» YOUR INSTRUCTIONS
From the listing below, output the lines between the one with "Query: wet asphalt road" and the one with "Question. Identify the gray", including those two, and nothing else. Pictures are not copied.

───

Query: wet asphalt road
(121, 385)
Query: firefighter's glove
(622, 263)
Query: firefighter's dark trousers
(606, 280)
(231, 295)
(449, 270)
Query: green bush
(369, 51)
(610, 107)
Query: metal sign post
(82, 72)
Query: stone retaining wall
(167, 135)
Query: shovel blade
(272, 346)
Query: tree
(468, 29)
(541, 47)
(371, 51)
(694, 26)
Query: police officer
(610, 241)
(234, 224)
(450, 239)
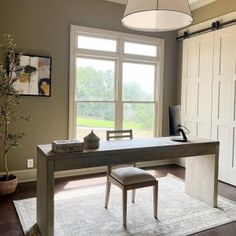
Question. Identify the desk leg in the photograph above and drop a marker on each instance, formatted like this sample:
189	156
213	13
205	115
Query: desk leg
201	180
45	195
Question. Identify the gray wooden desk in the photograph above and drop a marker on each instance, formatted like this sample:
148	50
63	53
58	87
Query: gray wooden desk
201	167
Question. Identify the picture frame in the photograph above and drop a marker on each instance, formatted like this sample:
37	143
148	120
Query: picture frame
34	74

───

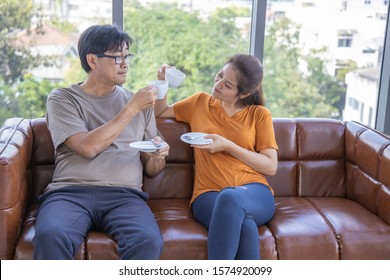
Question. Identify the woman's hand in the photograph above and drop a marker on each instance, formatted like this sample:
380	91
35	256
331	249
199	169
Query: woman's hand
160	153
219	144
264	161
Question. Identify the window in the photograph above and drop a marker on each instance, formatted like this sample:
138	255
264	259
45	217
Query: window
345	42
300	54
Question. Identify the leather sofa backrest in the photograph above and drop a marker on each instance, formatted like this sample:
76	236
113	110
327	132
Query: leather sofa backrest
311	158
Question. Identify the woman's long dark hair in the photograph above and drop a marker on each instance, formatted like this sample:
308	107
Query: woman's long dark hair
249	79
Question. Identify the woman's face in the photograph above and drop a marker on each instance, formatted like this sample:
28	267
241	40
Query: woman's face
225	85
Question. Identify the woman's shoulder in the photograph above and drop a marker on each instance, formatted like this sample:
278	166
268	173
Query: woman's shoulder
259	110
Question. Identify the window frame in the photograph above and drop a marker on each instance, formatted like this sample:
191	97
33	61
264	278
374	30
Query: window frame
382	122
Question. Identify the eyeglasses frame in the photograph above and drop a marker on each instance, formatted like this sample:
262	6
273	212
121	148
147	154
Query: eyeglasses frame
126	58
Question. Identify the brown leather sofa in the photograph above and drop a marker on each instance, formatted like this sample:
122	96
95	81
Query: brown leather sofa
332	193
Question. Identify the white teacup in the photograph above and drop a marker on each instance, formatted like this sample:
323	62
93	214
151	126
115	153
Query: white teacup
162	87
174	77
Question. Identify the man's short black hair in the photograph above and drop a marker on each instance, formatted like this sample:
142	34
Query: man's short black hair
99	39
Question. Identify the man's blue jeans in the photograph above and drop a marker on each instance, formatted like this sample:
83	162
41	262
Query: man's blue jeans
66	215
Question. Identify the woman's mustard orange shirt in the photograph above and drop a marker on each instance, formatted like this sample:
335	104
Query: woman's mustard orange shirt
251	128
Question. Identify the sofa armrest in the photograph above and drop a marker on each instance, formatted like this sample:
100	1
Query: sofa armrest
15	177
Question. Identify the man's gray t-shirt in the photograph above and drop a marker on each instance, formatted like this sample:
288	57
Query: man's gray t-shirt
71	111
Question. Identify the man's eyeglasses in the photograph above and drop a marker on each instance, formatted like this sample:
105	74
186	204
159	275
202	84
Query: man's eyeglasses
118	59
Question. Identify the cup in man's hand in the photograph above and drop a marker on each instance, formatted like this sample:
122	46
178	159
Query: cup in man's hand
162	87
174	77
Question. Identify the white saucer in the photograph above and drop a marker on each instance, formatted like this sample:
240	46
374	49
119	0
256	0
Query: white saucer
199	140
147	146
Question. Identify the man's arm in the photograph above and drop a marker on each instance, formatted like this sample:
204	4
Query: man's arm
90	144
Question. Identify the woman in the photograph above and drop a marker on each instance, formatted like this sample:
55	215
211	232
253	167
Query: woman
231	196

───

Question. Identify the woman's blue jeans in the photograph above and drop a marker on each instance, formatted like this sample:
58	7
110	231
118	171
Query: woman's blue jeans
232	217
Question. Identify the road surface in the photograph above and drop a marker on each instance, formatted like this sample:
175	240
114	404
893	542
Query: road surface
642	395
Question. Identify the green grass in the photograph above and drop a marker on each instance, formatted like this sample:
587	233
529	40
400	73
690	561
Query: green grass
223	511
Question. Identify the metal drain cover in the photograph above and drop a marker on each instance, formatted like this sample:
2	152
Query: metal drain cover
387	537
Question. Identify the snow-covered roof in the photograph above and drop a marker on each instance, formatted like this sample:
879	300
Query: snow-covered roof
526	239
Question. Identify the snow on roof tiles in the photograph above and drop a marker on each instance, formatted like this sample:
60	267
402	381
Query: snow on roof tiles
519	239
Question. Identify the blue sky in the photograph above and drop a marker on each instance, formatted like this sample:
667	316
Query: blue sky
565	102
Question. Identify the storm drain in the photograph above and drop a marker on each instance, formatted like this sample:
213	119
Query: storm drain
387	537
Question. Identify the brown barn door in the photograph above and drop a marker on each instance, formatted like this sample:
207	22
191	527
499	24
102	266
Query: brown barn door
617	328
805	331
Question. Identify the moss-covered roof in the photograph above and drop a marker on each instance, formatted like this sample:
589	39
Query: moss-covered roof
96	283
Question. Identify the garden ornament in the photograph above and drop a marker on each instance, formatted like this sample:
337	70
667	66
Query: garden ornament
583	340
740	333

───

» RESPONSE AREA
Query: wet asphalt road
(121, 385)
Query: firefighter's glove
(622, 263)
Query: firefighter's dark trousers
(606, 280)
(231, 295)
(449, 270)
Query: green bush
(369, 51)
(610, 107)
Query: metal sign post
(82, 72)
Query: stone retaining wall
(167, 135)
Query: shovel blade
(272, 346)
Query: tree
(468, 29)
(541, 47)
(371, 51)
(694, 26)
Query: police officer
(610, 241)
(234, 224)
(450, 239)
Question. Identify the desk leg in the photograph above and drop a marker on each instance, formatted like this sample:
189	156
213	13
205	115
Query: desk leg
201	180
45	195
Question. Identify the gray wooden desk in the photograph above and drop a marker on each instance, formatted like this sample:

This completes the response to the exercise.